- **About this task**
Please copy out each entry, word for word.

[Stored entries]
# # # #
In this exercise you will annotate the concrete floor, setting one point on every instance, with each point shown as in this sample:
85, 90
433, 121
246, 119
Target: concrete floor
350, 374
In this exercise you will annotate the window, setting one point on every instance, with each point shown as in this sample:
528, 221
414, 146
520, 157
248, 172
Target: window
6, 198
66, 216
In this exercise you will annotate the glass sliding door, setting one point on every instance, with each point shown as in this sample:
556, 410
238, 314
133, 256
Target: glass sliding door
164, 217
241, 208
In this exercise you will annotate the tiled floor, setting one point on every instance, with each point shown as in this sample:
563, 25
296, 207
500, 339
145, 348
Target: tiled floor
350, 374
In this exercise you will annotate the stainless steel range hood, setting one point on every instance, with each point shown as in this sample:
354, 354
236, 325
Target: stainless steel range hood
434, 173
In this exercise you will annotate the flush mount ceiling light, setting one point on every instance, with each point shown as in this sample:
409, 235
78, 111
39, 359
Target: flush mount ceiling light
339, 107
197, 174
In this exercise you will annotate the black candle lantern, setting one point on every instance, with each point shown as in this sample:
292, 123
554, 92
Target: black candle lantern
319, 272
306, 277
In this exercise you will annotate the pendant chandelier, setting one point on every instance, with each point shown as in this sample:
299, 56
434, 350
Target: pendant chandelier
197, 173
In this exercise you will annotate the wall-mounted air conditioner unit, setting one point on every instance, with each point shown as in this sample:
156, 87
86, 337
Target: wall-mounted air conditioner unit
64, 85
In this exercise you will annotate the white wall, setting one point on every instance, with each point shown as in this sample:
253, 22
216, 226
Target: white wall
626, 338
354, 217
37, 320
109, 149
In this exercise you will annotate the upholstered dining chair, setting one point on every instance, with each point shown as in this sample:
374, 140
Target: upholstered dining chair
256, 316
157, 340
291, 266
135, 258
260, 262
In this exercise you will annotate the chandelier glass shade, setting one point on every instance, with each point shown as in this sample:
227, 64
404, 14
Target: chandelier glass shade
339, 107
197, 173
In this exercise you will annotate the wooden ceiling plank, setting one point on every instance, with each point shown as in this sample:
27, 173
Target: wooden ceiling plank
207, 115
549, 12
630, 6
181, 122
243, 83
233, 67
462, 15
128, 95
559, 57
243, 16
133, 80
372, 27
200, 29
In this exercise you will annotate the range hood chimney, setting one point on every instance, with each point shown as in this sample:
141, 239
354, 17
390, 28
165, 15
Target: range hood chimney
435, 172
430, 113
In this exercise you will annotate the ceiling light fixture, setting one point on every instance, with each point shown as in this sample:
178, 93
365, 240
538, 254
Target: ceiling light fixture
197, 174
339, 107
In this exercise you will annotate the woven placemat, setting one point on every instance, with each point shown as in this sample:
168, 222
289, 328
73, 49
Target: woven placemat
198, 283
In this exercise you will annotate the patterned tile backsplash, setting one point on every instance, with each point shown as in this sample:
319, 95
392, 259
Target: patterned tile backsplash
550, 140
# # # #
- **Result of this task**
In this exercise you will annotate the concrete floor, setting one point on every instance, with each point shown as in this sample:
85, 90
433, 121
246, 119
Target: concrete floor
350, 374
In this exercise you will annotate the window, setting one point on every instance, with each point shown as in this sample:
528, 221
414, 146
520, 157
248, 172
Target: window
6, 198
66, 216
In this exercise you will annotate the glass sliding door, setting one point on every instance, with each point shown as in this sample:
556, 410
238, 314
133, 256
Target: glass sliding door
164, 217
241, 208
In this exercise you will annotate the tiled floor, setting one point on every instance, with each point shown as in this sample:
563, 25
296, 207
500, 339
145, 348
Target: tiled floor
350, 374
In this exercise you will annotate the stainless steel range hood, setting one point on every instance, with each point shown as in this sample:
354, 354
236, 325
Target: stainless steel range hood
434, 173
In this exercise you will annotate the flush mount ceiling light, setting one point on every instance, with each point shown as in this sample:
409, 235
78, 111
39, 359
Target: flush mount ceiling light
339, 107
197, 174
In this exercise you will annotate the black candle lantern, setting one point on every instance, with each point shown as in this sample:
292, 123
554, 92
Target: black candle lantern
319, 272
306, 277
In this exercise you will annotate the pendant chandelier, setting one point on every instance, with each point shown as in this sample:
299, 56
434, 350
Target: pendant chandelier
197, 173
In this exercise you will annotate the wall-mounted air conditioner unit, setting one point on every instance, with each point shown as in this sample:
156, 87
86, 337
Target: wall-mounted air conditioner unit
64, 85
In this exercise you will annotate the white wall, setting one point on every instance, with each point shown as in this sample:
253, 22
216, 226
Target: white wall
626, 338
354, 217
37, 320
109, 149
In this exercise you will annotate the upholstered dining chair, setting one point on every instance, with each point shown as in this sample:
374, 140
Target: upholstered dining chair
256, 316
157, 340
291, 266
135, 258
260, 262
In this exercise you will annotate the chandelier glass shade, setting one point on every instance, with each point shown as in this sample:
227, 64
404, 14
Target: chandelier glass shade
339, 107
197, 173
In this exercise you will annotate the wooden ceiling plank, setting one point on every instance, with each point shown as in this sample:
27, 173
Target: wooden ceiling plank
207, 115
549, 12
630, 6
181, 122
243, 83
233, 67
462, 15
128, 95
559, 57
243, 16
133, 80
372, 27
200, 29
In this exercise you will annotate the range hood chimney, setting one point on every instance, with each point shown as in this sample:
141, 239
354, 17
390, 28
165, 15
Target: range hood chimney
435, 172
430, 113
In this exercise you will annotate the ceiling light fixture, setting one point on every instance, with each point shown as in this sample:
178, 93
365, 240
538, 254
Target: ceiling light fixture
197, 174
339, 107
In this exercise you will annotate the woven placemat, setting one point on every instance, with each point shown as in this sample:
168, 222
289, 328
73, 49
Target: woven placemat
198, 283
In this exercise you will annotate the patterned tile backsplash, setting one point on every instance, with each point shown as in this sample:
319, 95
392, 259
Target: patterned tile backsplash
550, 140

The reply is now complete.